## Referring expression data
****

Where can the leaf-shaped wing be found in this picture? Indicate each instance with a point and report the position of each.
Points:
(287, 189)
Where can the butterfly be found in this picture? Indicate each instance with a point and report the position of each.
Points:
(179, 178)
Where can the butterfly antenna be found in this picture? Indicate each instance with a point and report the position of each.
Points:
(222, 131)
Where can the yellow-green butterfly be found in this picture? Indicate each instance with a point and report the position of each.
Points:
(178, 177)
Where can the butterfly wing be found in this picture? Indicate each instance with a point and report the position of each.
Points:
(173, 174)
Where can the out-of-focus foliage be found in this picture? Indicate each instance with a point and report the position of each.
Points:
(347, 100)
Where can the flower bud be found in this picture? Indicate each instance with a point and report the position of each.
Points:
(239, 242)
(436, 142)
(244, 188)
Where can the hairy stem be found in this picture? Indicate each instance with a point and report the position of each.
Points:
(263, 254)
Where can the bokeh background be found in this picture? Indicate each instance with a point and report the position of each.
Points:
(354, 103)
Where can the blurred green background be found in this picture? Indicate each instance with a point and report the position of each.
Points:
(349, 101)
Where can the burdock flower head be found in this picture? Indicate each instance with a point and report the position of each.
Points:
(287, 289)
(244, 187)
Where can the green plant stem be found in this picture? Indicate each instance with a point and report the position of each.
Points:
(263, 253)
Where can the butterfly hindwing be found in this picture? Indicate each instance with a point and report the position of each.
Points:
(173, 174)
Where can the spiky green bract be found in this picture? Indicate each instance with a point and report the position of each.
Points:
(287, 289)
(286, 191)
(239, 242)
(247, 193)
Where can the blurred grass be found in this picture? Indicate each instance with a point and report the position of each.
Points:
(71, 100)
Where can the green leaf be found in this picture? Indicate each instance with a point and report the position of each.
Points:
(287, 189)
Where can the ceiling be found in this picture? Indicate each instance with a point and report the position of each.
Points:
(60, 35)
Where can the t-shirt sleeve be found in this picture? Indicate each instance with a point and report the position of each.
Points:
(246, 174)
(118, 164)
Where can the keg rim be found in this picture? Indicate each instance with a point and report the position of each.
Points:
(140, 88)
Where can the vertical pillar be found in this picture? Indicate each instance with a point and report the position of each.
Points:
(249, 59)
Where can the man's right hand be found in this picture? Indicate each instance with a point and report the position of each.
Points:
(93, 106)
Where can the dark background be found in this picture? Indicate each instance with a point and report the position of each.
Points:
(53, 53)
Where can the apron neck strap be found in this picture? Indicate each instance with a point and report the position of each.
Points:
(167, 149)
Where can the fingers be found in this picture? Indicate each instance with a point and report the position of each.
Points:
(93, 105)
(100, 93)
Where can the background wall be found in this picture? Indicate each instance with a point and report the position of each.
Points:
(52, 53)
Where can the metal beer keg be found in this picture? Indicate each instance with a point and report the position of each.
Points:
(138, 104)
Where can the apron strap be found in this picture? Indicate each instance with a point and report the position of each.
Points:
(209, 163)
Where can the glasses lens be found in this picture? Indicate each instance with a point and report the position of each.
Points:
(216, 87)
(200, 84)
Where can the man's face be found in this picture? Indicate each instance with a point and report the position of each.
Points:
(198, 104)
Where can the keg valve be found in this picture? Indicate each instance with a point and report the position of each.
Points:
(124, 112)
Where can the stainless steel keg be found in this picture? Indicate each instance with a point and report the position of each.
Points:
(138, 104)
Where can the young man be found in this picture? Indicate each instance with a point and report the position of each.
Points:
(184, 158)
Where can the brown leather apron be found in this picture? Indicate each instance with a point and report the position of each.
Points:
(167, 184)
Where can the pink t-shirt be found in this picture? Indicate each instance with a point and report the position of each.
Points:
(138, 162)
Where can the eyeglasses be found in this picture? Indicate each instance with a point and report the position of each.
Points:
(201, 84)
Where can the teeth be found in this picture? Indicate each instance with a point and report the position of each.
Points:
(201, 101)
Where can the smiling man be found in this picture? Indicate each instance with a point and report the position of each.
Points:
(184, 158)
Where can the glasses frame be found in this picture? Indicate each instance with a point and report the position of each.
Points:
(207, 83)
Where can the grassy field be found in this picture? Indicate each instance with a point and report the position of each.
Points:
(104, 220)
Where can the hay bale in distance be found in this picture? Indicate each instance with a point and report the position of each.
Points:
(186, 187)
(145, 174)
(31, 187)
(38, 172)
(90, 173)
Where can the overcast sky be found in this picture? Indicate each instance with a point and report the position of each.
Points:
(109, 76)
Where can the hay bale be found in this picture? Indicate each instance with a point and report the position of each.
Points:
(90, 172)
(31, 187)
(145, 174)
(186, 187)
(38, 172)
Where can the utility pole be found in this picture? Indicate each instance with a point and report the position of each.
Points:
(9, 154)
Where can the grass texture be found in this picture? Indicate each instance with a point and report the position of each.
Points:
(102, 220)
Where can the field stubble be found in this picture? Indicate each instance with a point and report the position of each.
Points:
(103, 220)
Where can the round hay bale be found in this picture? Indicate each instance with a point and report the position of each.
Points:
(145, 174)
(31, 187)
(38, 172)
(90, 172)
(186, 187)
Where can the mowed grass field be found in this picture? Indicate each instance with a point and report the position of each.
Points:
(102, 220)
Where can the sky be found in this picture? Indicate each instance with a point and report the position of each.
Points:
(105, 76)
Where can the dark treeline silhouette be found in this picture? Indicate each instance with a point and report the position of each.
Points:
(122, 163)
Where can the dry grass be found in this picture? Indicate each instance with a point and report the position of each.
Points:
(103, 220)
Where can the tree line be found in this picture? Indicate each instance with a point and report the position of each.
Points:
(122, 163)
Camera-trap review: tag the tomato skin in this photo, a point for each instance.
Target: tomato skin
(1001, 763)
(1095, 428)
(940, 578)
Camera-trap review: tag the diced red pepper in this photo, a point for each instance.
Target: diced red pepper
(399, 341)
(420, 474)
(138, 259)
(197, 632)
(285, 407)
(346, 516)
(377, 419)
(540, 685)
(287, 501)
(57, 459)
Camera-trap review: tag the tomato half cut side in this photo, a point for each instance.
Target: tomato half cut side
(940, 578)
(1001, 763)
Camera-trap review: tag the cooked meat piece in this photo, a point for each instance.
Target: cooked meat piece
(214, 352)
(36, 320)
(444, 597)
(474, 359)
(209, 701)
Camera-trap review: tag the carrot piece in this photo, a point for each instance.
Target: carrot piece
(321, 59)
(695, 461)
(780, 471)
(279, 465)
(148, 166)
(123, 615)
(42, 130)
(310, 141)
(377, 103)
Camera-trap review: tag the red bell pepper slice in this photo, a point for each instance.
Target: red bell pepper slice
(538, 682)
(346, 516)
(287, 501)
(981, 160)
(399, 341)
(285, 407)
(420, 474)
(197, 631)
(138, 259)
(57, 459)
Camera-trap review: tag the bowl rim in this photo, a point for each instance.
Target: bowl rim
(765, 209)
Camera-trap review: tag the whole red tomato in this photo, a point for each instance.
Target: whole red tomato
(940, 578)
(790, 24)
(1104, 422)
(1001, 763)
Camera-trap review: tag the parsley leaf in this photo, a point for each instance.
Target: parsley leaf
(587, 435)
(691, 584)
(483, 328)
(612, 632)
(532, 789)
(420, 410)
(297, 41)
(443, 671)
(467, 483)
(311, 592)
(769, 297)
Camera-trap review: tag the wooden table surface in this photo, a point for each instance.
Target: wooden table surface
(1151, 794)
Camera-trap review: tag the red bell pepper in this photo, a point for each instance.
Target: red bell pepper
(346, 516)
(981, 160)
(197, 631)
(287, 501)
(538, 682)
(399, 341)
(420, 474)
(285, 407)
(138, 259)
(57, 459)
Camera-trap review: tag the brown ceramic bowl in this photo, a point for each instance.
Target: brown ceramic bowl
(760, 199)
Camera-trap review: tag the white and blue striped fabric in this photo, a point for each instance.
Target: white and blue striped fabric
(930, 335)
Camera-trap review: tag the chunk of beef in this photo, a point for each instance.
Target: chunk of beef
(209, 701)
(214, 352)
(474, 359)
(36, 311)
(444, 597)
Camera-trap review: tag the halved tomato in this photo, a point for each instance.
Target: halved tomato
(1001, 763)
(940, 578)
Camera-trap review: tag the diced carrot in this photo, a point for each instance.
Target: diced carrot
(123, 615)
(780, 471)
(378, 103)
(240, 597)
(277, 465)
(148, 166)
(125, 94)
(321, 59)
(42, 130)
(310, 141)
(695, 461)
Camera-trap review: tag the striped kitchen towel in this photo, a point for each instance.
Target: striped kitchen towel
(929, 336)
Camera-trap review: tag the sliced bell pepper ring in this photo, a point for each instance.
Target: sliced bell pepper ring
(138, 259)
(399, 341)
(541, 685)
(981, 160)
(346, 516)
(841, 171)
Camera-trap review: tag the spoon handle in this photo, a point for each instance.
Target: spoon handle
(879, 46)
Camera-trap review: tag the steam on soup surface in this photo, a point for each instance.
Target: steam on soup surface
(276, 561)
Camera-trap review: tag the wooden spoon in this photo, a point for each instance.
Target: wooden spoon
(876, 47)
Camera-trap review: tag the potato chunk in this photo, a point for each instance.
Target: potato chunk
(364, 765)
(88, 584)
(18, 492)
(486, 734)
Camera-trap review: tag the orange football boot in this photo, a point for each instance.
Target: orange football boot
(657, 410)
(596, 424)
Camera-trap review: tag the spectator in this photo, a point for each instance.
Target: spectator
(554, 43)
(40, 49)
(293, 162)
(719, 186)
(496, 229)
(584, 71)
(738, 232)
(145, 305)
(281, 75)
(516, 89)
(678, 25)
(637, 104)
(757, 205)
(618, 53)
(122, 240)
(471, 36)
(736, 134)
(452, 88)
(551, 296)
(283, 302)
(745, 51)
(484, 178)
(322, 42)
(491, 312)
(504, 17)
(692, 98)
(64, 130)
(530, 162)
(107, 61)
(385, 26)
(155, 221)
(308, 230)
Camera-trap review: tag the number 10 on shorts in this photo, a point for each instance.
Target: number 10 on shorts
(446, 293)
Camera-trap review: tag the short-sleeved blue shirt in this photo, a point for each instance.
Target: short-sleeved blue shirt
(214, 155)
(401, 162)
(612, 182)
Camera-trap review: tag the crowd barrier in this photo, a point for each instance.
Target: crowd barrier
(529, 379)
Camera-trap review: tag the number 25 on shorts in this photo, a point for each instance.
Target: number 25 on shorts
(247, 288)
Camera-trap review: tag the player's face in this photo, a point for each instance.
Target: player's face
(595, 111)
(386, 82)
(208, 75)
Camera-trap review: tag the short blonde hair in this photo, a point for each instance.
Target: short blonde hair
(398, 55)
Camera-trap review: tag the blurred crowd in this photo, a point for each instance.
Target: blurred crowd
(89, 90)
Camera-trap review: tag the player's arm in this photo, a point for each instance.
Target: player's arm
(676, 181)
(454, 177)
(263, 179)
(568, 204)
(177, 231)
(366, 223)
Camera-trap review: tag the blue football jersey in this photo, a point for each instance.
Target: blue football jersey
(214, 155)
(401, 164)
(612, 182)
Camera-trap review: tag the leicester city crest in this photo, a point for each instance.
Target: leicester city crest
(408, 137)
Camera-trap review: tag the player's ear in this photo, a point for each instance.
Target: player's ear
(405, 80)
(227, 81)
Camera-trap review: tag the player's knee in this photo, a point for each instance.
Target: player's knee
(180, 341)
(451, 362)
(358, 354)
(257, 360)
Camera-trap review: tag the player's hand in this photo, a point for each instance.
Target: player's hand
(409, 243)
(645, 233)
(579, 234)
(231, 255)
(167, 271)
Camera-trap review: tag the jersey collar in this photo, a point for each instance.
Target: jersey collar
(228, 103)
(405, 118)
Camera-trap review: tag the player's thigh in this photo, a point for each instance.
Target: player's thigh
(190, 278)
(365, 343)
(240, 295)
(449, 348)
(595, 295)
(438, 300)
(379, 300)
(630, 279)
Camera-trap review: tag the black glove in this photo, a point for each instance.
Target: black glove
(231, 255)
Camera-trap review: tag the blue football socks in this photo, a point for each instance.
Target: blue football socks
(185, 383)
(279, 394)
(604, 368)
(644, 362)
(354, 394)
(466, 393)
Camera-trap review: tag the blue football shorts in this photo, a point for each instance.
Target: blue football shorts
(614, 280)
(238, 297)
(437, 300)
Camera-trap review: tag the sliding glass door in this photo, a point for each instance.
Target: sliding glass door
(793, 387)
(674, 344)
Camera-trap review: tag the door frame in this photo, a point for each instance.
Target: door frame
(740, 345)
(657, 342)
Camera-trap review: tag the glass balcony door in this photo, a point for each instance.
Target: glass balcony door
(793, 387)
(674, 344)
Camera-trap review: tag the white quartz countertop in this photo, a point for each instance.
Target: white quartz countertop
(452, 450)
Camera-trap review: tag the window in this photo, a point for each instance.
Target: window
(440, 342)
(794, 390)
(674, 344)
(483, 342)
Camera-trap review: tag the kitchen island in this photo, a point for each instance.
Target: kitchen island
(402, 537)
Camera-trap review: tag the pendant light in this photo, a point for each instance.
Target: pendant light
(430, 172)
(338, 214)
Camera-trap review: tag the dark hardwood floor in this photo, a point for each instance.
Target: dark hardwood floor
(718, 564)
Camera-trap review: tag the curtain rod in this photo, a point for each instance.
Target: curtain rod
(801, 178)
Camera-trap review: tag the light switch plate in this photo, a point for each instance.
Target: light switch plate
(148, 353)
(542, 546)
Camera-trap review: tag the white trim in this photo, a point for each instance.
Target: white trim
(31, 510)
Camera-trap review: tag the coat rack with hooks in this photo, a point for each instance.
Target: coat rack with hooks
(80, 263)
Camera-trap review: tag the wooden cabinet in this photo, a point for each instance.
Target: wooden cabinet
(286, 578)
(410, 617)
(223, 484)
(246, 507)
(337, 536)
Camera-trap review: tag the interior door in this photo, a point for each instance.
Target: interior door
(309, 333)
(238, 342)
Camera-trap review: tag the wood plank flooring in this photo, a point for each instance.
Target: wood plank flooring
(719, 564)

****

## What to work on
Filter the records above for "bale" and copy every matching line.

## Reply to the exercise
Where can the hay bale in distance be found in this picture? Indicate each instance with a point and report the position of each.
Where can the hay bale be found in this picture? Indicate each instance with a point and report the position of each.
Where can the round hay bale be found in this picture? Indicate each instance with a point and report the position of each.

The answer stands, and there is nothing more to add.